§ **The problem**:
Rewrite the material below as a numbered list, starting at the line with "Phrase: distant ridgeline" and running through the last line of the material, both ends included. Leave out any blank lines.

START

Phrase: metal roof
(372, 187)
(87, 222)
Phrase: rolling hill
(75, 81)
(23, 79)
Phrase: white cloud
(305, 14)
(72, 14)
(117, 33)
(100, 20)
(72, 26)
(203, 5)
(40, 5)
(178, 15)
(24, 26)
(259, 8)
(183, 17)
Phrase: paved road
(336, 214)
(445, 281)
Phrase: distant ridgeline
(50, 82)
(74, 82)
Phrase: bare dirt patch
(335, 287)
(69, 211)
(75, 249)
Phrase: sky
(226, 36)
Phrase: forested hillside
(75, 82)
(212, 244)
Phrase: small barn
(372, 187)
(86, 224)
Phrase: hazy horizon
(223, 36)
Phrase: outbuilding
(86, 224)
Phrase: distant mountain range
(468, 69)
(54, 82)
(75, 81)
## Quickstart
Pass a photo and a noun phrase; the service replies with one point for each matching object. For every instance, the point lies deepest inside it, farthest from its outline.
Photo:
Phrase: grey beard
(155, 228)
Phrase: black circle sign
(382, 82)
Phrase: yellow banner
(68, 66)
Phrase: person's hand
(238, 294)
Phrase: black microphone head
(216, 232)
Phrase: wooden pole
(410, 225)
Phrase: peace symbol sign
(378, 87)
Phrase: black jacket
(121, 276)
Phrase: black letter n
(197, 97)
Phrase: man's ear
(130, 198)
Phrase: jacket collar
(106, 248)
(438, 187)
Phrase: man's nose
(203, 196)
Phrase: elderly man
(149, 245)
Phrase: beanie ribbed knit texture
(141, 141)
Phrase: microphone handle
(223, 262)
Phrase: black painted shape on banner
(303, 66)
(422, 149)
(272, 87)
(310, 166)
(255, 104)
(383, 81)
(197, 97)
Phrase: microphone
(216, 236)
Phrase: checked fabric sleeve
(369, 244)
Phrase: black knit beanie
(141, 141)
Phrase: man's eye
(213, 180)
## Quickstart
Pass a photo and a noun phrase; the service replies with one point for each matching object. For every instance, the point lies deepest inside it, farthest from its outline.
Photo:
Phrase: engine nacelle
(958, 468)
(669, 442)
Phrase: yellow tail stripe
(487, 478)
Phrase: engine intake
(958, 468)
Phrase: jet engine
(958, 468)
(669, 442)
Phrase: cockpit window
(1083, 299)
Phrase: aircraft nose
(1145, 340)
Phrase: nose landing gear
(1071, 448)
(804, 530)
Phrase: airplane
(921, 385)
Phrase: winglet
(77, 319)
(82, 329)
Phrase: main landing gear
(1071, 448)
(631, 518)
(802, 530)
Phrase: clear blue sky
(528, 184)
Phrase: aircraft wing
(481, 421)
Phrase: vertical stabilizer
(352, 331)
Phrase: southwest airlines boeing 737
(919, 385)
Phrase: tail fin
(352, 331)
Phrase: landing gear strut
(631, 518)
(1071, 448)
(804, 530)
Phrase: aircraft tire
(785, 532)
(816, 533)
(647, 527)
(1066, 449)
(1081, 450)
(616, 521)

END

§ **Solved problem**:
1. Phrase: distant ridgeline
2. (50, 82)
3. (74, 82)
4. Phrase: bare dirt patch
5. (335, 287)
6. (69, 211)
7. (75, 249)
8. Phrase: sky
9. (226, 36)
10. Phrase: forested hillside
11. (75, 82)
12. (212, 244)
13. Phrase: small barn
14. (372, 187)
15. (86, 224)
16. Phrase: hazy horizon
17. (223, 36)
18. Phrase: outbuilding
19. (86, 224)
20. Phrase: distant mountain range
21. (468, 69)
22. (54, 82)
23. (75, 81)
24. ## Quickstart
25. Pass a photo and a noun phrase; the service replies with one point for each matching object. For every instance, the point lies deepest inside it, farthest from its outline.
26. Photo:
27. Phrase: grey beard
28. (155, 228)
29. Phrase: black circle sign
30. (382, 82)
31. Phrase: yellow banner
32. (68, 66)
33. Phrase: person's hand
34. (238, 294)
35. Phrase: black microphone head
36. (216, 232)
37. Phrase: wooden pole
38. (410, 225)
39. Phrase: peace symbol sign
40. (378, 87)
41. Phrase: black jacket
42. (121, 276)
43. Phrase: black letter n
44. (197, 97)
45. Phrase: man's ear
46. (130, 198)
47. Phrase: jacket collar
48. (106, 248)
49. (438, 187)
50. Phrase: man's nose
51. (203, 196)
52. Phrase: elderly man
53. (149, 245)
54. Phrase: beanie ribbed knit texture
55. (141, 141)
56. Phrase: microphone handle
57. (223, 262)
58. Phrase: black painted shape on banner
59. (303, 66)
60. (422, 149)
61. (272, 87)
62. (310, 166)
63. (255, 104)
64. (383, 81)
65. (197, 97)
66. Phrase: microphone
67. (216, 236)
68. Phrase: checked fabric sleeve
69. (369, 244)
70. Phrase: black knit beanie
71. (141, 141)
72. Phrase: man's eye
73. (213, 180)
74. ## Quickstart
75. Pass a photo and a noun phrase; the service replies with one point for each matching object. For every instance, the point lies deepest inside it, farthest from its outline.
76. Photo:
77. Phrase: engine nacelle
78. (958, 468)
79. (669, 442)
80. Phrase: yellow tail stripe
81. (487, 478)
82. Phrase: engine intake
83. (958, 468)
84. Phrase: jet engine
85. (958, 468)
86. (669, 442)
87. Phrase: cockpit window
88. (1083, 299)
89. Phrase: aircraft nose
90. (1145, 340)
91. Phrase: nose landing gear
92. (1071, 448)
93. (804, 530)
94. Phrase: airplane
95. (921, 385)
96. Phrase: winglet
97. (77, 319)
98. (82, 329)
99. Phrase: main landing gear
100. (1071, 448)
101. (631, 518)
102. (802, 530)
103. Phrase: clear blue sky
104. (528, 184)
105. Phrase: aircraft wing
106. (481, 421)
107. Phrase: vertical stabilizer
108. (352, 331)
109. Phrase: southwest airlines boeing 737
110. (919, 385)
111. Phrase: tail fin
112. (352, 331)
113. Phrase: landing gear strut
114. (631, 518)
115. (1071, 448)
116. (804, 530)
117. Phrase: aircraft tire
118. (785, 532)
119. (816, 533)
120. (647, 527)
121. (1066, 449)
122. (1081, 450)
123. (616, 521)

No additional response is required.